#### Job:
Please retype the records below exactly, leaving out any pictures.
============
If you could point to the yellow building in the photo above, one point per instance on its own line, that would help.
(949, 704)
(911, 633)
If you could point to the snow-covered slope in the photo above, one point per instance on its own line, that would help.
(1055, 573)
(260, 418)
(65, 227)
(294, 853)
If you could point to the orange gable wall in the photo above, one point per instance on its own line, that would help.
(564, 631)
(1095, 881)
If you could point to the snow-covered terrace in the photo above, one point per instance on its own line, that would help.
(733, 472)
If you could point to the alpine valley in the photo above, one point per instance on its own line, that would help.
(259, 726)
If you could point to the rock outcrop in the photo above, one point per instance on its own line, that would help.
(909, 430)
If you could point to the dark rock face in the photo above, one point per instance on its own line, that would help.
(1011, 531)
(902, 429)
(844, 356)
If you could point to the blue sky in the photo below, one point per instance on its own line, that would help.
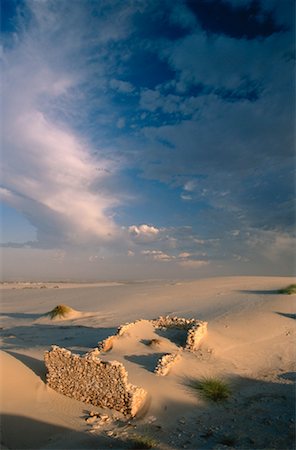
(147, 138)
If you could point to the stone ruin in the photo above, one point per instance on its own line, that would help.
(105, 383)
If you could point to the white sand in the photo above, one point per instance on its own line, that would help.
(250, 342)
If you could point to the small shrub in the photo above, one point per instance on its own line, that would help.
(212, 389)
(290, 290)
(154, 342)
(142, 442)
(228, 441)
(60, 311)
============
#### Result of this task:
If you could point to the yellow building in the photo above, one point per instance on its own line, that would help.
(949, 704)
(911, 633)
If you could point to the snow-covered slope in the photo above, one point per instance on its own line, that would help.
(1055, 573)
(260, 418)
(65, 227)
(294, 853)
If you could point to the orange gable wall in the photo above, one point per instance on its own line, that would help.
(564, 631)
(1095, 881)
If you could point to the snow-covered terrace in the photo above, one point per instance on its own line, that would help.
(733, 472)
If you could point to the alpine valley in the photo above, one point per instance on its own line, that would help.
(259, 726)
If you could point to the rock outcrop in the photo above, one point per instance on its own line, that would help.
(909, 430)
If you could point to the dark rock face in the photo above, one point per instance on its own line, that would help.
(1011, 531)
(902, 429)
(844, 356)
If you could point to the blue sky in the photo below, one point per instance on its own line, that would help.
(147, 138)
If you could point to the stone ruin in the photo above, one point per instance on its own line, that would help.
(105, 383)
If you could point to the white sand in the photo above, one point per instance on its own line, that would help.
(250, 342)
If you could point to the small shrub in the photo above, one point per instance on its own line, that would help.
(212, 389)
(290, 290)
(154, 342)
(142, 442)
(228, 441)
(60, 311)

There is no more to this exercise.